# [Exercise task a]
Repeat the Seaspan Royal thread word for word, from "Ocean going. 41m" to "built of it...".

--- Start Supplied passage ---

# Seaspan Royal (1)



## tugs53 (Jan 23, 2008)

Hi All
Im looking for photos of this tug taken in the 70's thru 80's. It worked primarily around the Gulf of Mexico...but overseas as well.

Anyone have?
Mike


----------



## cueball44 (Feb 15, 2010)

tugs53 said:


> Hi All
> Im looking for photos of this tug taken in the 70's thru 80's. It worked primarily around the Gulf of Mexico...but overseas as well.
> 
> Anyone have?
> Mike


Seaspan Royal & Seaspan Regent are in the Gallery. But if you Google "tug seaspan royal 1" you will see more photos.


----------



## tugs53 (Jan 23, 2008)

Thanks for that, but Im looking for the ones that are not in the gallery,and ones of the first Royal, and NOT the present one.
The photos on google are of the present tug.

Mike


----------



## cueball44 (Feb 15, 2010)

tugs53 said:


> Im looking for the ones that are not in the gallery, and not on google as those are likely mine anyway......and ones of the first Royal, and NOT the present one.


What type was it. Ocean, Coastal or Harbour ?.


----------



## tugs53 (Jan 23, 2008)

Ocean going. 41m long 7040bhp.
Genstar Marine Ltd. Reg. Hamilton Bermuda


----------



## tugs53 (Jan 23, 2008)

If you Google that name thru images...you will see a model i built of it...


----------



## tugs53 (Jan 23, 2008)

Its now named COBA...Mexican flagged


----------



## cueball44 (Feb 15, 2010)

tugs53 said:


> Its now named COBA...Mexican flagged


Just viewed a photo of Seaspan Royal next to a rig. It looks an older tug and appeared when I searched for COBA. built 1976.


----------



## tugs53 (Jan 23, 2008)

That is one of my shots. The right boat though. What im after lies in someone's collection. Or a database not Googled.


----------

--- End Supplied passage ---
--- Start Records for processing ---

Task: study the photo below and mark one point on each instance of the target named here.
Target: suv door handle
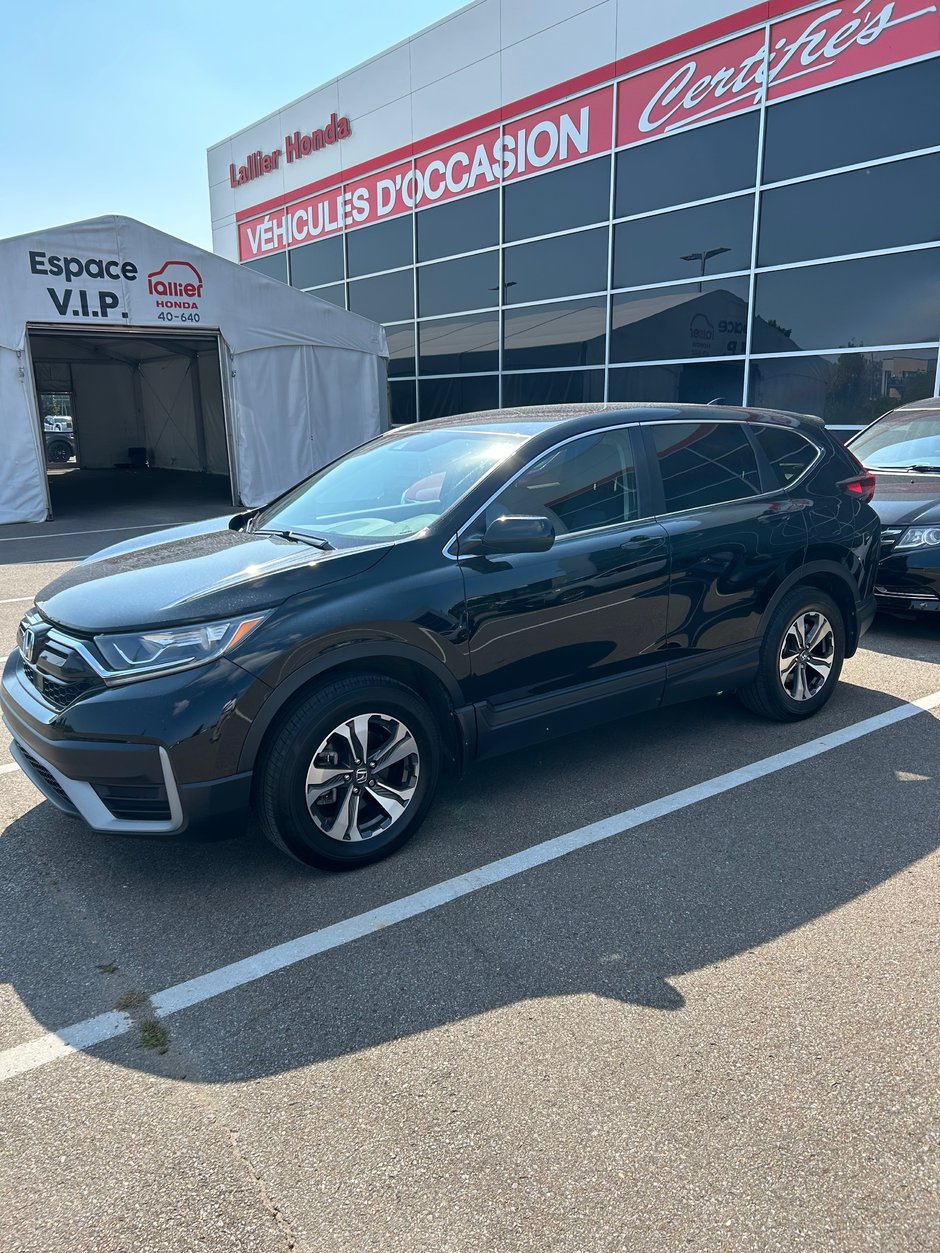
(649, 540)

--- End Records for processing ---
--- Start Records for processing ---

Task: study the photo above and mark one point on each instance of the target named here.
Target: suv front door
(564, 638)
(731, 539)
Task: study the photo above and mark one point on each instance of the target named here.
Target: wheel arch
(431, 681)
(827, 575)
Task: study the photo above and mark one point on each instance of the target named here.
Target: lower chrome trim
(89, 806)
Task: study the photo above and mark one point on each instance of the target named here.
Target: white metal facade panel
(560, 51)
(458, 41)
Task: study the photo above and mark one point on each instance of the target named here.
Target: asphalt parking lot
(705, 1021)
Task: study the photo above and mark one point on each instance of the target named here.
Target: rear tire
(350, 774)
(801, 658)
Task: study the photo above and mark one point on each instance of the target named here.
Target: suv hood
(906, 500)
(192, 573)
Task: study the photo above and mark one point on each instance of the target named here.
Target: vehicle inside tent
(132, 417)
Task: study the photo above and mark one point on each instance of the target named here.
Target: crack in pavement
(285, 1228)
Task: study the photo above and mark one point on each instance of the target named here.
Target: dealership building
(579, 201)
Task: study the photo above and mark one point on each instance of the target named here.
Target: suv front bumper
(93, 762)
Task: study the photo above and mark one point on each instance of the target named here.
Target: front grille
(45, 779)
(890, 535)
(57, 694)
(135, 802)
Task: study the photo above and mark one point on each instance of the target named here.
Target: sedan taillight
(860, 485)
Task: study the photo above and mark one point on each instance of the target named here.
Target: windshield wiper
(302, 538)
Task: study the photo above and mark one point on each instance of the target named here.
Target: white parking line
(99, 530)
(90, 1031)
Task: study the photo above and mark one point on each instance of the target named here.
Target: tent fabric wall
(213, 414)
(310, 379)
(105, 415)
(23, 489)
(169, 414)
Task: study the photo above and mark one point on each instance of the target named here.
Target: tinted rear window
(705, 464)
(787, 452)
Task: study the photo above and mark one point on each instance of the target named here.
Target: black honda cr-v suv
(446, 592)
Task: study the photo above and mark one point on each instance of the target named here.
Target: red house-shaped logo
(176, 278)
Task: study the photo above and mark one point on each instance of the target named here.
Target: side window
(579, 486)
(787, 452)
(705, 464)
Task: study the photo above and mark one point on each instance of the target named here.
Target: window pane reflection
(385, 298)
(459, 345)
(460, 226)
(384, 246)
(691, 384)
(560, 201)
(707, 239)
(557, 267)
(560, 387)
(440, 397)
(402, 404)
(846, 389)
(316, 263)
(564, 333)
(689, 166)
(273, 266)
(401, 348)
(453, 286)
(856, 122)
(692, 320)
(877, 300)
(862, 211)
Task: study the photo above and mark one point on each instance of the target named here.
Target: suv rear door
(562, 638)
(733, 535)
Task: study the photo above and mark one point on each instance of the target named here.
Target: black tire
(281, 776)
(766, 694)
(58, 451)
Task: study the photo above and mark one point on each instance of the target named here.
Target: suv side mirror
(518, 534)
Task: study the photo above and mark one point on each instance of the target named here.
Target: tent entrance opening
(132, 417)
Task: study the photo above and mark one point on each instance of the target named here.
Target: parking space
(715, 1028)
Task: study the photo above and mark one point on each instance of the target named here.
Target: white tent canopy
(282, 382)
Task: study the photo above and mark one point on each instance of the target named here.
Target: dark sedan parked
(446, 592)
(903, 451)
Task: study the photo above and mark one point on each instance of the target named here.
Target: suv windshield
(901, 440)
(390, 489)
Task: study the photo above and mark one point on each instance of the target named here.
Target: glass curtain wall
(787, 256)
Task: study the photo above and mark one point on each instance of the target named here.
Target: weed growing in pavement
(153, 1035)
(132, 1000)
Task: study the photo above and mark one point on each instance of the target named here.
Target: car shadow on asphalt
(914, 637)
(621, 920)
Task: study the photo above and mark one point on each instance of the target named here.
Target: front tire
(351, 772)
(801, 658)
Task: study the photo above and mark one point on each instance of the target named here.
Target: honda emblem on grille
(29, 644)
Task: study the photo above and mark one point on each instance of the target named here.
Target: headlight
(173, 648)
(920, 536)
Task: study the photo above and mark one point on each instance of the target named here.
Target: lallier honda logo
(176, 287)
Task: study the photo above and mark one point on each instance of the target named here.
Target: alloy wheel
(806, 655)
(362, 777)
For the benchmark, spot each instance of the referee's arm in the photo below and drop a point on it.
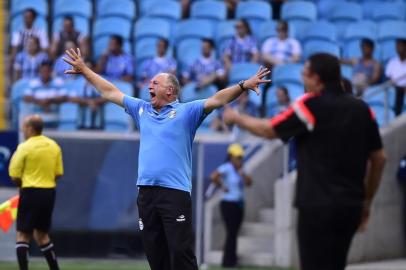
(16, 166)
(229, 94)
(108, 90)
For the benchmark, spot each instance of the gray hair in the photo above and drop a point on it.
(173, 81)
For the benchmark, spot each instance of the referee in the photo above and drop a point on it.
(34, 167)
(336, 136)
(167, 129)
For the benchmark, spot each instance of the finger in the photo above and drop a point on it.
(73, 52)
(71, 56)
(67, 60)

--- End Records for processing ---
--- Start Records for processing ---

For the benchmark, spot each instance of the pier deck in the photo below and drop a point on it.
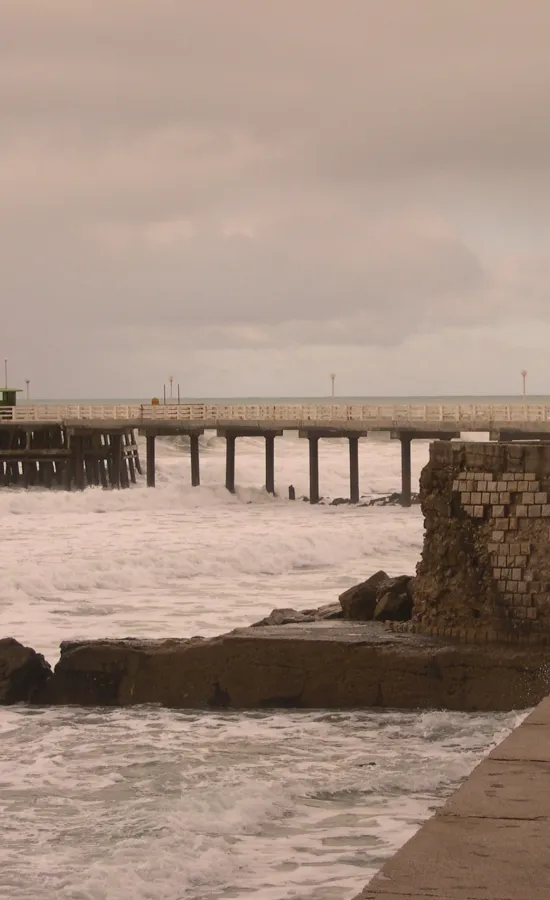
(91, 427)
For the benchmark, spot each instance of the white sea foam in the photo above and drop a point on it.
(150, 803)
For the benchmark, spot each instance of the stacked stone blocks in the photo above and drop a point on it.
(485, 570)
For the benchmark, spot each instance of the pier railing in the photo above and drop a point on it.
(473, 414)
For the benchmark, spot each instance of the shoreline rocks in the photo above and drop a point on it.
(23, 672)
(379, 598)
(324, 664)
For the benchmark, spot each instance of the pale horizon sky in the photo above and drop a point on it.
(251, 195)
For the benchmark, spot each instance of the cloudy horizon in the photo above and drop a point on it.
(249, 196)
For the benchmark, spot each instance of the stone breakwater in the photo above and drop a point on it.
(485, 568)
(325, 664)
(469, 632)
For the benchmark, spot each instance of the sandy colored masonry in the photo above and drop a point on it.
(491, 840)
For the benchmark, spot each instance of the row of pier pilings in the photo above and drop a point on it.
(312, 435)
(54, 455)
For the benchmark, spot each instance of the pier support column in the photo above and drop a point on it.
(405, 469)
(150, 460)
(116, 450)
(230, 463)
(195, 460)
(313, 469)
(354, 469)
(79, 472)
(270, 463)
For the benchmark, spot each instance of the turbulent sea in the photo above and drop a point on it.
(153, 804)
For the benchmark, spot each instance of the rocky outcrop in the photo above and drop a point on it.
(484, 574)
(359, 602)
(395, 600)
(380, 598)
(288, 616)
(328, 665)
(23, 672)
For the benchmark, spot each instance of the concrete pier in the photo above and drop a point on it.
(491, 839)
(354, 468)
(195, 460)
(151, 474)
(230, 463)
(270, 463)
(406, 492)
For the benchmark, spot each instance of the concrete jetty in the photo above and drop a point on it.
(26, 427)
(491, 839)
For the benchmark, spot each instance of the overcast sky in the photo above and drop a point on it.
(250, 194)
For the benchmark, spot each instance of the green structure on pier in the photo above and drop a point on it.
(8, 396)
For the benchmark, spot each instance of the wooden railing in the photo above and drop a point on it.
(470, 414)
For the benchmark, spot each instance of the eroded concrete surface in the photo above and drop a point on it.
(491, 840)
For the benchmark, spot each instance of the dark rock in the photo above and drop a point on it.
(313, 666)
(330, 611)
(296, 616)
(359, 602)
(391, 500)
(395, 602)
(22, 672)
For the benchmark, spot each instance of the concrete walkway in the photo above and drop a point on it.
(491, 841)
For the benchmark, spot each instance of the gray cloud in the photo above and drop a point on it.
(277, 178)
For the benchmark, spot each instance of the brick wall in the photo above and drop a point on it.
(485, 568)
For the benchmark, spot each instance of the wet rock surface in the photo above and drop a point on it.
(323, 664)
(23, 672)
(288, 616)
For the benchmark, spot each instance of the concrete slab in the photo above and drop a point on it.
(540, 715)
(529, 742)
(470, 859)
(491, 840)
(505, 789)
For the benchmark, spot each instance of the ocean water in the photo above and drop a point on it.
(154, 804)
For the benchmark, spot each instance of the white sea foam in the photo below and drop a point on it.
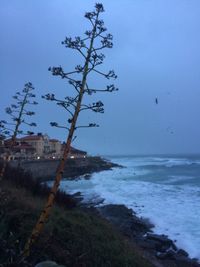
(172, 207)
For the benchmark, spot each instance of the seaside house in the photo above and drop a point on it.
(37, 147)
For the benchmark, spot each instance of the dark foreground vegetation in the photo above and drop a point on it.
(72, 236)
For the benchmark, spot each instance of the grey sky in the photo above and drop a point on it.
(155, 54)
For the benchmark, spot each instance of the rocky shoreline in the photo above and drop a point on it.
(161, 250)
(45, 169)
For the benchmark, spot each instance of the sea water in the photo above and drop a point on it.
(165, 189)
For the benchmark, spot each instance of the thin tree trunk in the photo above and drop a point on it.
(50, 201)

--- End Records for processing ---

# [Exercise task b]
Identify each line in the rows above that contains the string "house" and copy it out. Case counts.

# [Task result a]
Ocean going. 41m long 7040bhp.
Genstar Marine Ltd. Reg. Hamilton Bermuda


----------



## tugs53 (Jan 23, 2008)

If you Google that name thru images...you will see a model i built of it...

# [Task result b]
Target: red house-shaped logo
For the benchmark, spot each instance of the seaside house in the photo above and drop a point on it.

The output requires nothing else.